### Task item
Could you repeat the whole listing below exactly, omitting any picture it holds?
____________
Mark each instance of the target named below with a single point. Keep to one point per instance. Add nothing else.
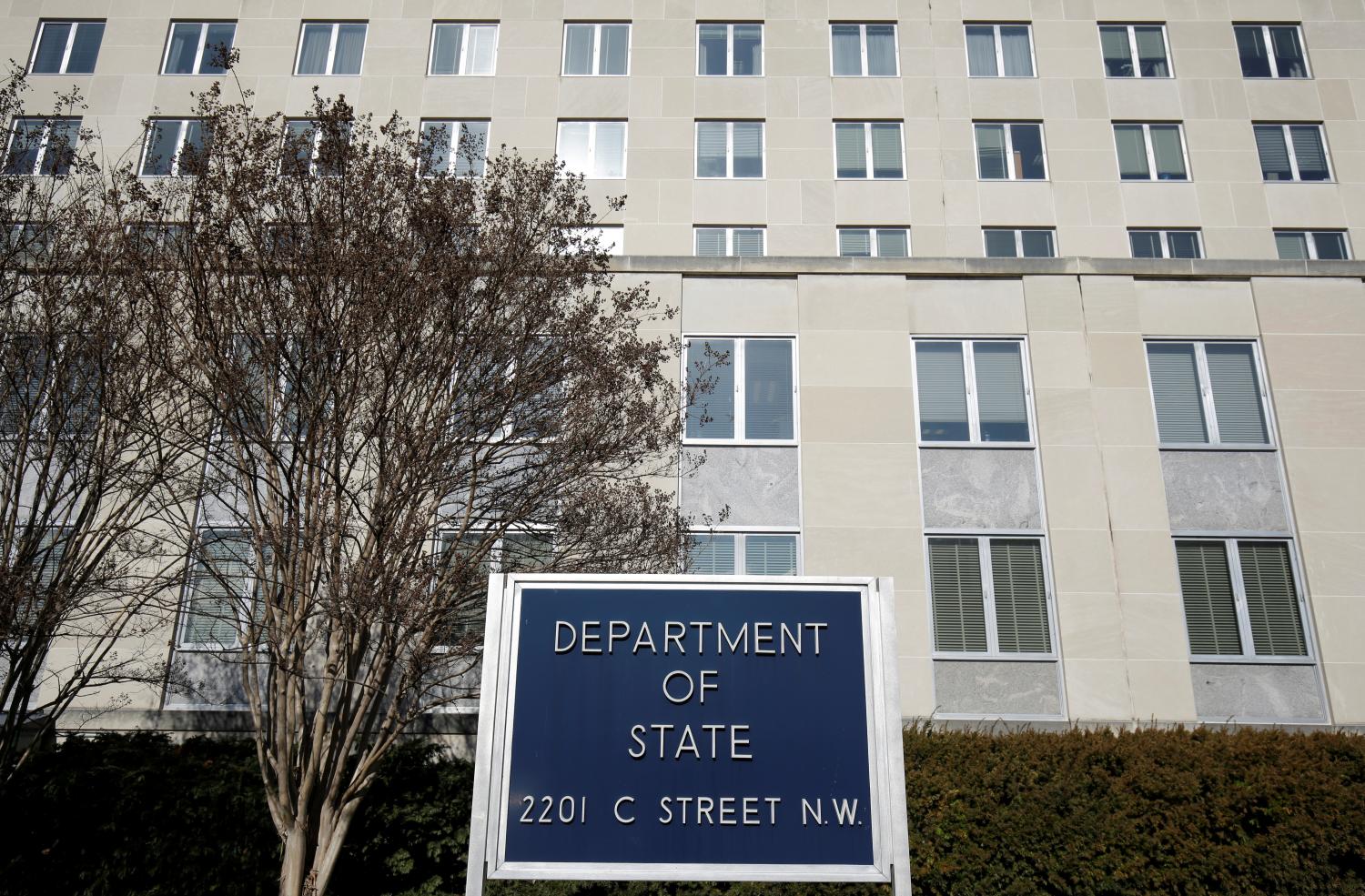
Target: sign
(688, 729)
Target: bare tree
(84, 483)
(414, 378)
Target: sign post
(652, 727)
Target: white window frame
(867, 147)
(204, 35)
(729, 240)
(729, 147)
(1152, 175)
(974, 411)
(873, 232)
(179, 146)
(993, 634)
(1312, 242)
(1269, 55)
(737, 366)
(1018, 242)
(1009, 153)
(332, 46)
(862, 40)
(999, 48)
(729, 49)
(1166, 239)
(592, 128)
(1132, 49)
(464, 48)
(1244, 622)
(742, 533)
(1206, 392)
(597, 48)
(66, 54)
(1293, 157)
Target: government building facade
(1047, 308)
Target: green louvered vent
(1020, 596)
(956, 587)
(1271, 601)
(1207, 589)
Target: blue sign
(688, 726)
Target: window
(990, 596)
(999, 51)
(43, 146)
(721, 242)
(470, 150)
(592, 149)
(1207, 393)
(971, 390)
(1239, 598)
(330, 48)
(868, 150)
(874, 243)
(1135, 51)
(863, 51)
(66, 48)
(1312, 246)
(597, 49)
(750, 389)
(1020, 243)
(1271, 51)
(1166, 243)
(164, 153)
(197, 48)
(742, 554)
(1151, 152)
(729, 149)
(729, 49)
(463, 48)
(1291, 152)
(1010, 150)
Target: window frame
(597, 48)
(332, 46)
(1152, 175)
(1018, 242)
(729, 147)
(1269, 56)
(867, 146)
(737, 366)
(198, 55)
(1009, 152)
(999, 48)
(464, 46)
(1231, 552)
(862, 38)
(740, 538)
(983, 546)
(1293, 156)
(1132, 49)
(974, 411)
(1206, 392)
(729, 49)
(1166, 240)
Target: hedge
(1078, 813)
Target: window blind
(1207, 592)
(942, 392)
(767, 389)
(956, 595)
(1271, 600)
(1179, 411)
(1237, 393)
(1020, 596)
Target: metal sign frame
(493, 751)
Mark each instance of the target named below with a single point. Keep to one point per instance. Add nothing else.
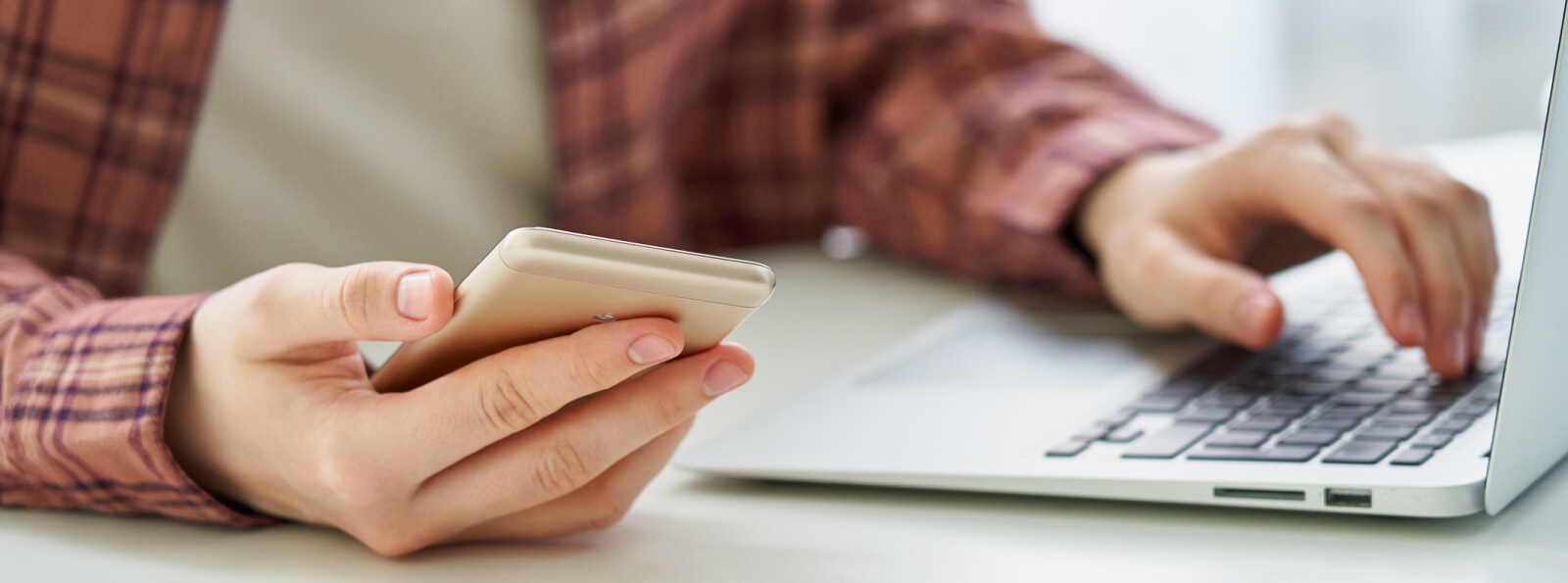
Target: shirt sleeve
(83, 386)
(968, 136)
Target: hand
(1186, 237)
(271, 408)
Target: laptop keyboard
(1333, 389)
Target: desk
(825, 316)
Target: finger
(569, 450)
(1447, 227)
(600, 505)
(1219, 297)
(1481, 248)
(298, 305)
(1316, 190)
(504, 394)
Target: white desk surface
(825, 316)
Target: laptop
(1335, 417)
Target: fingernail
(413, 295)
(1460, 348)
(1253, 311)
(1410, 321)
(651, 348)
(721, 378)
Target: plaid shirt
(951, 130)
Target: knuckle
(1364, 204)
(392, 536)
(1424, 201)
(1286, 132)
(349, 297)
(355, 483)
(1447, 295)
(507, 405)
(1330, 120)
(585, 368)
(668, 410)
(1145, 262)
(564, 469)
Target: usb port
(1348, 497)
(1258, 494)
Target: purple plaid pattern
(951, 130)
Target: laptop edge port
(1258, 494)
(1348, 497)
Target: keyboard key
(1360, 452)
(1123, 436)
(1366, 399)
(1387, 433)
(1068, 449)
(1348, 411)
(1407, 418)
(1262, 423)
(1159, 403)
(1094, 431)
(1211, 415)
(1309, 438)
(1474, 408)
(1384, 386)
(1333, 375)
(1452, 425)
(1332, 423)
(1239, 439)
(1184, 387)
(1465, 415)
(1413, 457)
(1220, 364)
(1228, 400)
(1435, 441)
(1288, 411)
(1167, 442)
(1288, 454)
(1413, 405)
(1314, 387)
(1296, 400)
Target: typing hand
(271, 408)
(1186, 237)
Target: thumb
(302, 305)
(1219, 297)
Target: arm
(83, 397)
(976, 144)
(966, 138)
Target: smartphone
(543, 282)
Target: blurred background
(1410, 71)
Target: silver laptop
(1335, 417)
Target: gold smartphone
(543, 282)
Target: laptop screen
(1531, 434)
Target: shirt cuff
(83, 413)
(1037, 199)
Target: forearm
(83, 394)
(976, 152)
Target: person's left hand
(1186, 237)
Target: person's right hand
(271, 408)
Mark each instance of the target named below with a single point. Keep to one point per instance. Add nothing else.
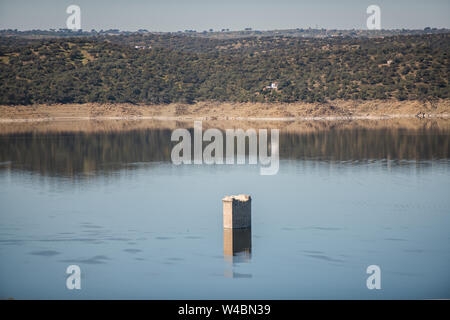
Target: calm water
(140, 227)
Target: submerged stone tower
(237, 212)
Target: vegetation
(180, 68)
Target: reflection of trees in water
(363, 144)
(80, 153)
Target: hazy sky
(174, 15)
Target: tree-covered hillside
(173, 68)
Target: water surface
(140, 227)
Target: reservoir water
(140, 227)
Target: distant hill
(223, 66)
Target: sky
(199, 15)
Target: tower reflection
(237, 248)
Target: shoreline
(200, 118)
(298, 117)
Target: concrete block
(237, 211)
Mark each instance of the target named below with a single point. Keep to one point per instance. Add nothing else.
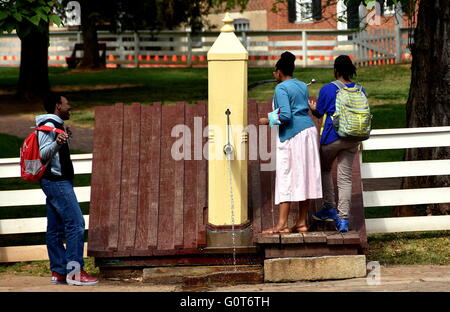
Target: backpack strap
(41, 126)
(49, 129)
(357, 85)
(339, 84)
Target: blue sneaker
(342, 225)
(326, 214)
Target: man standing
(64, 216)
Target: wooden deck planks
(97, 233)
(190, 181)
(170, 174)
(159, 206)
(129, 177)
(202, 180)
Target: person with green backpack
(346, 122)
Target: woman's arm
(282, 100)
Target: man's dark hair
(344, 67)
(50, 102)
(286, 63)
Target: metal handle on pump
(311, 82)
(228, 148)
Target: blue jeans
(64, 220)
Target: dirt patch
(430, 278)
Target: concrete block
(314, 268)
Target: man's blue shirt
(291, 97)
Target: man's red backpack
(31, 166)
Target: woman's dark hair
(286, 63)
(50, 102)
(344, 67)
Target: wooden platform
(264, 213)
(309, 244)
(147, 208)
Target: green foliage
(26, 15)
(410, 248)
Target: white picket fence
(380, 140)
(181, 48)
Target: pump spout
(228, 149)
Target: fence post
(120, 49)
(136, 49)
(189, 48)
(305, 48)
(398, 33)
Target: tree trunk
(91, 57)
(33, 77)
(429, 98)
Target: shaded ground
(21, 125)
(417, 278)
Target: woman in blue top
(297, 153)
(332, 147)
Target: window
(241, 24)
(304, 12)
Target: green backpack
(352, 119)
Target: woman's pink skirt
(298, 175)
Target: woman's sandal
(300, 229)
(285, 230)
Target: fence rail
(380, 140)
(181, 48)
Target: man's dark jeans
(64, 220)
____________
### Exercise answer
Mark each instance of the target named below with a single point. Keep to one point per instance. Add nothing else.
Target: sign
(688, 729)
Target: bare tree
(84, 483)
(414, 378)
Target: sign post
(652, 727)
Target: white window frame
(867, 147)
(204, 35)
(729, 240)
(729, 147)
(1152, 175)
(974, 411)
(873, 232)
(179, 146)
(993, 634)
(1312, 242)
(1269, 55)
(737, 366)
(1018, 242)
(1009, 153)
(332, 46)
(862, 40)
(999, 48)
(729, 49)
(1166, 239)
(592, 128)
(1132, 49)
(464, 48)
(1244, 622)
(742, 533)
(1206, 392)
(597, 48)
(66, 54)
(1293, 157)
Target: government building facade
(1047, 308)
Target: green louvered vent
(1020, 596)
(956, 587)
(1271, 601)
(1207, 589)
Target: blue sign
(688, 726)
Target: window
(990, 596)
(999, 51)
(43, 146)
(721, 242)
(470, 150)
(592, 149)
(1207, 393)
(971, 390)
(1239, 598)
(330, 48)
(868, 150)
(874, 243)
(1135, 51)
(863, 51)
(66, 48)
(1312, 246)
(597, 49)
(750, 389)
(1020, 243)
(1271, 51)
(1166, 243)
(164, 153)
(197, 48)
(742, 554)
(1151, 152)
(729, 149)
(729, 49)
(463, 48)
(1291, 152)
(1010, 150)
Target: window frame
(597, 48)
(332, 46)
(1152, 175)
(1018, 242)
(729, 147)
(1269, 56)
(867, 146)
(737, 366)
(198, 55)
(1009, 152)
(999, 48)
(464, 46)
(1231, 552)
(862, 38)
(740, 538)
(983, 546)
(1293, 156)
(1132, 49)
(974, 411)
(1206, 392)
(729, 49)
(1166, 240)
Target: hedge
(1078, 813)
Target: window blind
(1207, 592)
(942, 392)
(767, 389)
(956, 595)
(1271, 600)
(1179, 411)
(1237, 393)
(1020, 596)
Target: metal sign frame
(493, 751)
Mark each instance of the target named below with a single point. Keep to one point per instance. Add nothing else.
Target: shirt sleeve
(83, 386)
(968, 136)
Target: hand
(1186, 237)
(271, 408)
Target: laptop keyboard
(1333, 389)
Target: desk
(825, 316)
Target: finger
(569, 450)
(1447, 227)
(600, 505)
(1219, 297)
(1481, 248)
(298, 305)
(1316, 190)
(504, 394)
Target: white desk surface
(825, 316)
Target: laptop
(1335, 417)
Target: fingernail
(413, 295)
(1460, 348)
(1253, 311)
(1410, 321)
(651, 348)
(721, 378)
Target: plaid shirt
(951, 130)
Target: knuckle
(1364, 204)
(392, 536)
(1424, 201)
(1286, 132)
(349, 297)
(355, 483)
(1447, 295)
(507, 405)
(1330, 120)
(585, 368)
(668, 410)
(1145, 262)
(564, 469)
Target: usb port
(1348, 497)
(1258, 494)
Target: purple plaid pattern
(951, 130)
Target: laptop edge port
(1258, 494)
(1348, 497)
Target: keyboard key
(1360, 452)
(1123, 436)
(1366, 399)
(1387, 433)
(1068, 449)
(1348, 411)
(1407, 418)
(1262, 423)
(1159, 403)
(1094, 431)
(1211, 415)
(1309, 438)
(1474, 408)
(1384, 386)
(1333, 375)
(1452, 425)
(1332, 423)
(1239, 439)
(1184, 387)
(1465, 415)
(1413, 457)
(1220, 364)
(1228, 400)
(1435, 441)
(1288, 411)
(1167, 442)
(1288, 454)
(1413, 405)
(1314, 387)
(1296, 400)
Target: typing hand
(271, 408)
(1186, 237)
Target: thumb
(302, 305)
(1219, 297)
Target: arm
(83, 397)
(976, 144)
(966, 138)
Target: smartphone
(543, 282)
Target: blurred background
(1410, 71)
Target: silver laptop
(1335, 417)
Target: gold smartphone
(543, 282)
Target: laptop screen
(1531, 434)
Target: shirt cuff
(83, 413)
(1037, 199)
Target: forearm
(83, 394)
(976, 152)
Target: person's left hand
(1186, 237)
Target: person's right hand
(271, 408)
Mark each instance of the target named below with a single point. Keep to one point per instance. Add nothing else.
Target: calm water
(140, 227)
Target: submerged stone tower
(237, 212)
Target: vegetation
(180, 68)
Target: reflection of trees in water
(363, 144)
(80, 153)
Target: hazy sky
(174, 15)
Target: tree-covered hillside
(173, 68)
Target: water surface
(140, 227)
Target: reservoir water
(140, 227)
Target: distant hill
(223, 66)
Target: sky
(199, 15)
Target: tower reflection
(237, 248)
Target: shoreline
(200, 118)
(298, 117)
Target: concrete block
(237, 211)
Mark each instance of the target named below with a single point. Keep to one point per instance. Add nothing else.
Target: backpack strap
(41, 126)
(49, 129)
(357, 85)
(339, 84)
Target: blue sneaker
(342, 225)
(326, 214)
Target: man standing
(64, 216)
Target: wooden deck planks
(97, 233)
(190, 181)
(170, 174)
(159, 206)
(129, 177)
(202, 180)
Target: person with green backpack
(346, 122)
Target: woman's arm
(282, 100)
Target: man's dark hair
(344, 67)
(50, 102)
(286, 63)
Target: metal handle on pump
(311, 82)
(228, 148)
Target: blue jeans
(64, 220)
Target: dirt patch
(430, 278)
Target: concrete block
(314, 268)
Target: man's blue shirt
(291, 97)
Target: man's red backpack
(31, 166)
Target: woman's dark hair
(286, 63)
(50, 102)
(344, 67)
Target: wooden platform
(264, 213)
(309, 244)
(147, 208)
Target: green foliage
(26, 15)
(410, 248)
Target: white picket fence
(380, 140)
(181, 48)
Target: pump spout
(228, 149)
Target: fence post
(120, 49)
(136, 49)
(189, 48)
(305, 48)
(398, 33)
Target: tree trunk
(91, 57)
(33, 77)
(429, 98)
Target: shaded ground
(21, 125)
(417, 278)
Target: woman in blue top
(297, 153)
(332, 147)
Target: window
(241, 24)
(304, 12)
Target: green backpack
(352, 119)
Target: woman's pink skirt
(298, 175)
Target: woman's sandal
(300, 229)
(285, 230)
Target: fence rail
(380, 140)
(181, 48)
Target: man's dark jeans
(64, 220)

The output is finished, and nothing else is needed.